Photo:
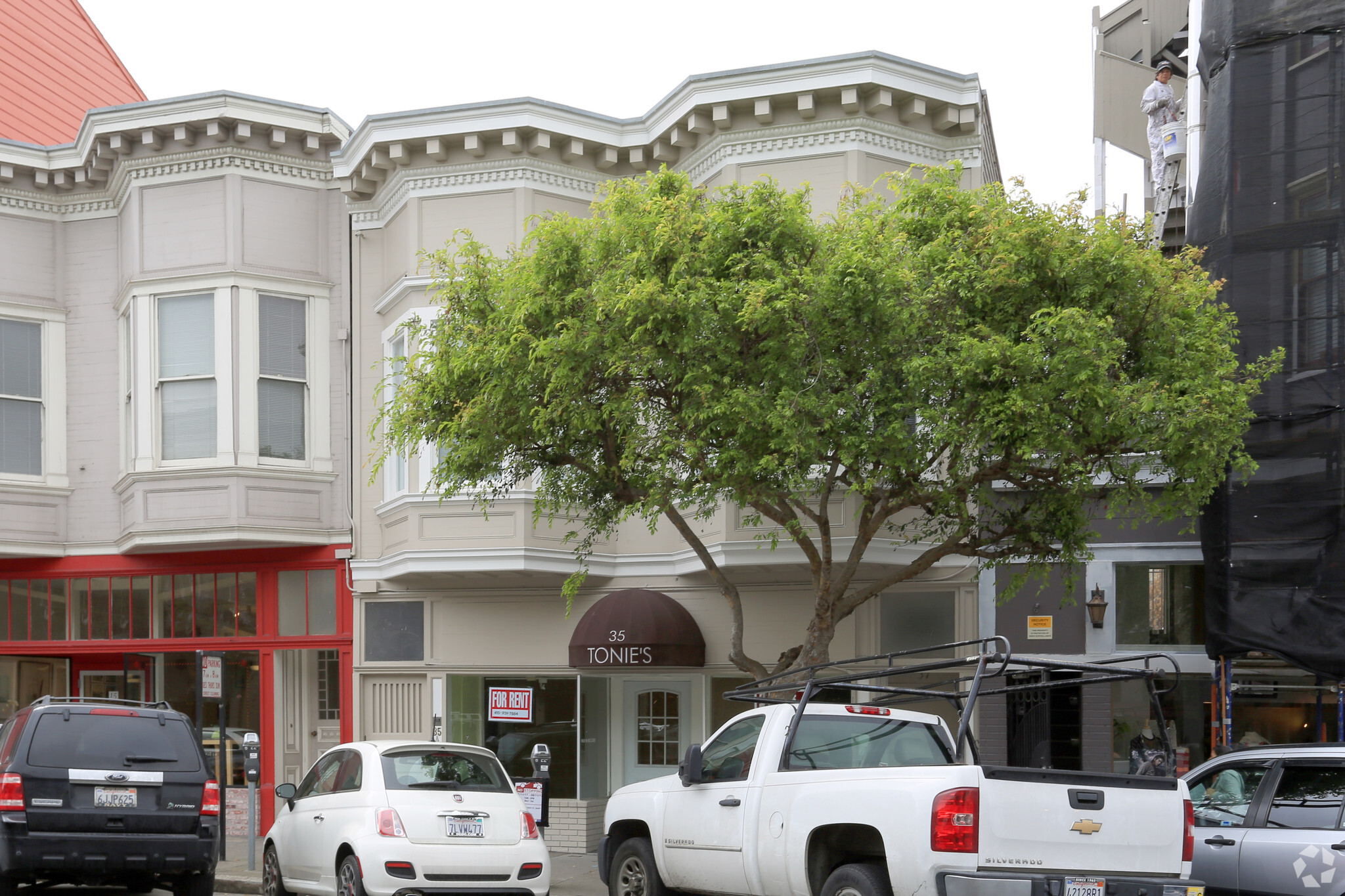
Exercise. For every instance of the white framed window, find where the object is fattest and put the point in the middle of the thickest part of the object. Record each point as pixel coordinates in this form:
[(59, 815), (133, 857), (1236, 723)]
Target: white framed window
[(188, 410), (227, 370), (33, 396), (20, 398), (283, 378), (128, 409), (396, 364)]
———
→ **What is expected**
Rewrite the records with every "white framed window" changed to "window with a white frame" and everything else left the same. Leave the pictures out.

→ **Completed exercise**
Photo:
Exercise. For every instance of the window with a white frame, find where the object is fattest and put the point in the middle of the thickest part of the object. Record each point as pixel coordinates in this form:
[(59, 815), (133, 857), (1236, 723)]
Target: window with a white frame
[(188, 410), (227, 370), (33, 396), (20, 398), (283, 378), (128, 409), (396, 364)]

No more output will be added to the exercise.